> [Data supplied]:
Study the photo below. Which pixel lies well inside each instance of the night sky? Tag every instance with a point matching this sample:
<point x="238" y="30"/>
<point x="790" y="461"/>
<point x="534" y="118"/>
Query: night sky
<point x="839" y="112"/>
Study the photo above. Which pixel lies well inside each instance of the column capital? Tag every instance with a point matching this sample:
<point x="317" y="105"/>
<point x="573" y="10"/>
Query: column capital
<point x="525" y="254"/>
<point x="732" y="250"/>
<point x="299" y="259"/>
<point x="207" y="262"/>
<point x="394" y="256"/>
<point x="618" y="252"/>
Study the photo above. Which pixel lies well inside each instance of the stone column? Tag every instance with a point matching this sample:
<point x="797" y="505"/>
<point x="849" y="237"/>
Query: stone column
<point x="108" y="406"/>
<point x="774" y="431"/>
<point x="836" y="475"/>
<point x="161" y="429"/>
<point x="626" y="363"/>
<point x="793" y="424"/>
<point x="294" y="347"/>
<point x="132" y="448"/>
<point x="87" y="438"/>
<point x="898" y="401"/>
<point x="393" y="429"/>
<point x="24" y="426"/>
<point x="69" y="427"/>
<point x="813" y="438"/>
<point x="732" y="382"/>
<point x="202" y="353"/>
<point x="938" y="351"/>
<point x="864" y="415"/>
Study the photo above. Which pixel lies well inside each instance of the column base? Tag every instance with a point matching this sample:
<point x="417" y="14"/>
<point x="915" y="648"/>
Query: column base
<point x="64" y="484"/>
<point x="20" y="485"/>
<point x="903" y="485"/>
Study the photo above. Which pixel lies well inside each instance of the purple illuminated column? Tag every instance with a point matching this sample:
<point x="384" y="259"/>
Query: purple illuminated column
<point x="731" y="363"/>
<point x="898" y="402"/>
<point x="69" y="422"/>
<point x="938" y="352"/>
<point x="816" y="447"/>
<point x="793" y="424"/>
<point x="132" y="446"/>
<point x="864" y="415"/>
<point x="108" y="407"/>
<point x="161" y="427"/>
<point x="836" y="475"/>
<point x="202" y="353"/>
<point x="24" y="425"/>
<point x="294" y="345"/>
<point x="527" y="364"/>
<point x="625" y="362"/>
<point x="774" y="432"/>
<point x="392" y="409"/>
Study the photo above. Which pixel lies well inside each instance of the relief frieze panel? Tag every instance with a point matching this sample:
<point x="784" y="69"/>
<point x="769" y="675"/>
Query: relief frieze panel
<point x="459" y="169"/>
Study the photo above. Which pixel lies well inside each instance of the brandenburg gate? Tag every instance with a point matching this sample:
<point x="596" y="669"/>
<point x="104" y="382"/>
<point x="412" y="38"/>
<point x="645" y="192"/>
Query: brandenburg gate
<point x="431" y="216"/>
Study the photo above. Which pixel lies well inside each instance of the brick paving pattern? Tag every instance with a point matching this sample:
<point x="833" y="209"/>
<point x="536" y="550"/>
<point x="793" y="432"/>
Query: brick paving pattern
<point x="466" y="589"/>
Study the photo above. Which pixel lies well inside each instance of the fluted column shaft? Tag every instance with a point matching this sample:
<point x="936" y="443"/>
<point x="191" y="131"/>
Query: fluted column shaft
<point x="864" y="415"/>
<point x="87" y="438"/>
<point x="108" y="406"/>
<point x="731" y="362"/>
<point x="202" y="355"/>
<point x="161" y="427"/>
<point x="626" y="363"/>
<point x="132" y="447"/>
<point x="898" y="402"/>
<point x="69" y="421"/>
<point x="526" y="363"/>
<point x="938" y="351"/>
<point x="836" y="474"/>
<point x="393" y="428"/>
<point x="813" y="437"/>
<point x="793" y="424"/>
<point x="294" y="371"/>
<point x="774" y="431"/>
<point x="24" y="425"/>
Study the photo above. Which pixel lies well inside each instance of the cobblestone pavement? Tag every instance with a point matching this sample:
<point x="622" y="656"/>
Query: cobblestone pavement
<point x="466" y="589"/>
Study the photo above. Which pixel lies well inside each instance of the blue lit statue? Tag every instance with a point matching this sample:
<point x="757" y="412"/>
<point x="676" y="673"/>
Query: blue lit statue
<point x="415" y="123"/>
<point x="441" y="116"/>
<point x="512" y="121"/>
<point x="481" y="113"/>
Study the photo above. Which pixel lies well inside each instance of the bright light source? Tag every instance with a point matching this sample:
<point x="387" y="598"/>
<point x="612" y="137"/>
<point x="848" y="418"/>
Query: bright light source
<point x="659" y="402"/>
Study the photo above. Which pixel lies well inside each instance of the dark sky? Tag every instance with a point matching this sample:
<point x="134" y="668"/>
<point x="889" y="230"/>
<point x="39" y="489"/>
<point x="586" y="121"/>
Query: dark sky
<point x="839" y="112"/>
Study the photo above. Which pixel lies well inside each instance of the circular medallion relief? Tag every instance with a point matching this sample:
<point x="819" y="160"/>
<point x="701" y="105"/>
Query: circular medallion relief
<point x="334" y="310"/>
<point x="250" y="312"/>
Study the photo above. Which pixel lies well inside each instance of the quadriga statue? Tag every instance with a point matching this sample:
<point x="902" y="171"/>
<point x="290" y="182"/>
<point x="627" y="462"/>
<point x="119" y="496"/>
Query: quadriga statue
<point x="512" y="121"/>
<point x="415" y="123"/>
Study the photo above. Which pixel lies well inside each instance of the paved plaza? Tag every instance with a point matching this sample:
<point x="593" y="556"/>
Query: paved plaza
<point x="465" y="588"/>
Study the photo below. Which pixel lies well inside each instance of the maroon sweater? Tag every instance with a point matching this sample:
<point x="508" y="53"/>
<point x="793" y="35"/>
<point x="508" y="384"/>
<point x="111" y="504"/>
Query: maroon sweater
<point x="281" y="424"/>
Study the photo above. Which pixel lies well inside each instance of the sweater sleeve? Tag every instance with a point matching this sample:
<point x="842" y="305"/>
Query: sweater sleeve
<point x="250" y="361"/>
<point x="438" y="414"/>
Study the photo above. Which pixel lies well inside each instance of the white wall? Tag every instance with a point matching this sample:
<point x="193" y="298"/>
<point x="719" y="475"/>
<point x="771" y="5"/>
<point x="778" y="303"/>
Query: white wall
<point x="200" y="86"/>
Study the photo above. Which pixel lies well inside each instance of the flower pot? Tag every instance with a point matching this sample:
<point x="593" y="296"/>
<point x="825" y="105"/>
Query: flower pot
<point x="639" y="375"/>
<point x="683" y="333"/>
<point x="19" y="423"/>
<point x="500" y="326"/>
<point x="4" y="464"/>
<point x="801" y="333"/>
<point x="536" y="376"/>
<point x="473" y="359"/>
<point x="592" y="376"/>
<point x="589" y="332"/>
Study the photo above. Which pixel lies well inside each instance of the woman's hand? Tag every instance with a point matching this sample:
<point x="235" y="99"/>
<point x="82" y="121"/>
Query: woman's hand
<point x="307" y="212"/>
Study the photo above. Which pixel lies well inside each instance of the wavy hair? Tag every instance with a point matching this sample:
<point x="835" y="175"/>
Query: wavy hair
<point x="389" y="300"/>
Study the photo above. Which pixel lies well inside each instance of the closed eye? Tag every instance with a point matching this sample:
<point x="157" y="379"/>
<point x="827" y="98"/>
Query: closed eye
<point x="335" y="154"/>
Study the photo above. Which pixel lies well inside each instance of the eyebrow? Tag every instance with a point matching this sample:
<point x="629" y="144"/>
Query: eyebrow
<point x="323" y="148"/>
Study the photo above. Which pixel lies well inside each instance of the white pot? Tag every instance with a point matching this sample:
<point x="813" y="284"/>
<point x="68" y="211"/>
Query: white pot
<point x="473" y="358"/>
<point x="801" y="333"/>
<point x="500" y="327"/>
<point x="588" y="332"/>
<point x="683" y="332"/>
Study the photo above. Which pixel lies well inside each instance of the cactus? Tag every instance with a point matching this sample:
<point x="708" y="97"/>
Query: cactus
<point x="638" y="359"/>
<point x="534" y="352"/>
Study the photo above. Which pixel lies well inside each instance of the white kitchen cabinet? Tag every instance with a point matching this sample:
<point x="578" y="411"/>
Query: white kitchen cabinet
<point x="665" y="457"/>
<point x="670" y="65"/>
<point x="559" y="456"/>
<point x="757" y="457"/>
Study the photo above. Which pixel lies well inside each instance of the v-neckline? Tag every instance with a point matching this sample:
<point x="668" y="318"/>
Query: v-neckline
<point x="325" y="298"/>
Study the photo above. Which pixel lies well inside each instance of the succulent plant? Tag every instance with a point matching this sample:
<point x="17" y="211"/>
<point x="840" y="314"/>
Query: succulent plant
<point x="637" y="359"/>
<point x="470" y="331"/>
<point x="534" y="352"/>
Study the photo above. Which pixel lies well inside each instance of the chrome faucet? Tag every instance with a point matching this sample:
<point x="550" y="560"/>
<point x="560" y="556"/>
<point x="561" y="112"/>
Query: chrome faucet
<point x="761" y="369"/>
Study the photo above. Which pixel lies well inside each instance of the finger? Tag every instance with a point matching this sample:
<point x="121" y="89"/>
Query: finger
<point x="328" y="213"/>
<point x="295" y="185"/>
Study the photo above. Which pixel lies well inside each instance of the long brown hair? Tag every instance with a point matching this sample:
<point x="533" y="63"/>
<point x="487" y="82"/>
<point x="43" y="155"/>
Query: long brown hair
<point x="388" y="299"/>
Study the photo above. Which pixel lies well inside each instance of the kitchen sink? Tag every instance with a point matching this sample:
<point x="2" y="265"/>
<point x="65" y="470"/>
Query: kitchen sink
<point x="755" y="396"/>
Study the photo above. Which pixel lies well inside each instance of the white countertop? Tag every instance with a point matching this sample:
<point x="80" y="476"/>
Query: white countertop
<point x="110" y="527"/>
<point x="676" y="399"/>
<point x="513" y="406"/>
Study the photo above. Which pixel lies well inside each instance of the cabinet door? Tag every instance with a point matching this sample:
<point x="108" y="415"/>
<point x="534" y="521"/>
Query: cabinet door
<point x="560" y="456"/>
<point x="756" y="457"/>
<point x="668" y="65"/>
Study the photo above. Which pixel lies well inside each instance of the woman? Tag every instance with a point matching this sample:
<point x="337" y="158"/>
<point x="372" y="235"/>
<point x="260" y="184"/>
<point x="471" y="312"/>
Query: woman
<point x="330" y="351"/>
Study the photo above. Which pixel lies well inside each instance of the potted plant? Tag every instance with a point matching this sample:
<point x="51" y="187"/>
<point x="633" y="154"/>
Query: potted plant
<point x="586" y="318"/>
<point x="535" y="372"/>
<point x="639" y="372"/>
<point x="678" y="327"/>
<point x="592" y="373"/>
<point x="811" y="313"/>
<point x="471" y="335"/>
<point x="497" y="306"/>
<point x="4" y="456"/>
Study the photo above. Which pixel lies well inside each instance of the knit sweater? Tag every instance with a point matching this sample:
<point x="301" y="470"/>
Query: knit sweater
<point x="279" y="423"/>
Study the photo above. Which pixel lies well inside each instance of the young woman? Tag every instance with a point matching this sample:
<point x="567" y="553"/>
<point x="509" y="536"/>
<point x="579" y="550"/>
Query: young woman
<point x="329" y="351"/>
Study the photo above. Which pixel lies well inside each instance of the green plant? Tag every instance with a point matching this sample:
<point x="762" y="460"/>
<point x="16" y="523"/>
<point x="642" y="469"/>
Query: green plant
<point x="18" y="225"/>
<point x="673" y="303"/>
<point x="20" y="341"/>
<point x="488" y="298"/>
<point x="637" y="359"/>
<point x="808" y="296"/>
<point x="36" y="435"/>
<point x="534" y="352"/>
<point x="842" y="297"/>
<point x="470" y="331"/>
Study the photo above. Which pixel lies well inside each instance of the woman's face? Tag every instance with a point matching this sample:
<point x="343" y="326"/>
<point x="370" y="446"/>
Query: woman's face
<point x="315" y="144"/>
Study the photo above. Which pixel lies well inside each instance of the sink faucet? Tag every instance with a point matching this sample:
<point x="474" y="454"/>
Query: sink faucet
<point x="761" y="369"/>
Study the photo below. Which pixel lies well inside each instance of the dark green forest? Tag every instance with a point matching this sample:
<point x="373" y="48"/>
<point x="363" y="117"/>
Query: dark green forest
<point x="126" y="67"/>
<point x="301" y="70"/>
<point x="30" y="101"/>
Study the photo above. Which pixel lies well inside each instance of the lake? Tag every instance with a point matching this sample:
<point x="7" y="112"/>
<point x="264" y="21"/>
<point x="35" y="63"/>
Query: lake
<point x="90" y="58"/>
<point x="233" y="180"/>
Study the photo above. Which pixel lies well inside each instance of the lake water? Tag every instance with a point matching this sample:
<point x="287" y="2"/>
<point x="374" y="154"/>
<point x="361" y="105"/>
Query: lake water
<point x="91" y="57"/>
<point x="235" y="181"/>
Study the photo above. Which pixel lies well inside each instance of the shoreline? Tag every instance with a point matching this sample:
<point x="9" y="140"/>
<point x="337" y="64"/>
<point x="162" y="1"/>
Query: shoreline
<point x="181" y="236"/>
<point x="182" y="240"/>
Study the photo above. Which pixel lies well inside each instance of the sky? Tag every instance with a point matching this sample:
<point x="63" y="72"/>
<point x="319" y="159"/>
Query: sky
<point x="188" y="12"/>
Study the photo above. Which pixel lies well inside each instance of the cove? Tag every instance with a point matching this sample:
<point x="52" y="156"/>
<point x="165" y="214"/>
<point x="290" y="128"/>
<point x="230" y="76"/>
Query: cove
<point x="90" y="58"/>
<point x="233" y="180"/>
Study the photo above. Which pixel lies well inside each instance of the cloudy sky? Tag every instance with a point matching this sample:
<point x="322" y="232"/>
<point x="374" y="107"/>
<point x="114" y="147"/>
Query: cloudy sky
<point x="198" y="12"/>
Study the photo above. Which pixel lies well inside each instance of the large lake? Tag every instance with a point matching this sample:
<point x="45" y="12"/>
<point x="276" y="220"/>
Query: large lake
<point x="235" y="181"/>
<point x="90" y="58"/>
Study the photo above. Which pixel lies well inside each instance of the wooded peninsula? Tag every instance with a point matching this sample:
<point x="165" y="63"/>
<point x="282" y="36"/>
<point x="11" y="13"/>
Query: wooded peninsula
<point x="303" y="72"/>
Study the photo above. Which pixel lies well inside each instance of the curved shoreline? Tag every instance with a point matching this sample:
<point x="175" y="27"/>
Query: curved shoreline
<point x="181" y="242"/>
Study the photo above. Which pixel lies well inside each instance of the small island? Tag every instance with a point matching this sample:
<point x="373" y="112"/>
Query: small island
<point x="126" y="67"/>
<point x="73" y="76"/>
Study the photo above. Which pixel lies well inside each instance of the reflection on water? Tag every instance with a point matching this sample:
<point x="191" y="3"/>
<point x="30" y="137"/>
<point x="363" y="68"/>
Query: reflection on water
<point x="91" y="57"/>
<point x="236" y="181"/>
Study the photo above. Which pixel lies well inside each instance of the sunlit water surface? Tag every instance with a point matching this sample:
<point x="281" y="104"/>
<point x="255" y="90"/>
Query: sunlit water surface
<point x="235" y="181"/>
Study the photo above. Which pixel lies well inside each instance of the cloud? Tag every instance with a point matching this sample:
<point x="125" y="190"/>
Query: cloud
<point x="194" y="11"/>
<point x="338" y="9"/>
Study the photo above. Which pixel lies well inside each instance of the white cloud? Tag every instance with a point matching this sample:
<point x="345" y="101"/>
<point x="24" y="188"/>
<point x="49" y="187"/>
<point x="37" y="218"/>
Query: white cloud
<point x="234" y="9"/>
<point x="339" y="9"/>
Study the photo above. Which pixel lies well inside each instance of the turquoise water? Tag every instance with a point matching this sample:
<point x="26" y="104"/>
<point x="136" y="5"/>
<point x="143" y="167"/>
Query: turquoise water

> [Exercise goal]: Give back, unchanged, the line containing "of the turquoise" and each line that comes after it in the entries above, ending with the last.

> [Answer section]:
Study the photo above. Which pixel lies well inside each instance of the turquoise water? Tag every instance with a point matching this sample:
<point x="26" y="104"/>
<point x="136" y="5"/>
<point x="143" y="167"/>
Query: turquoise water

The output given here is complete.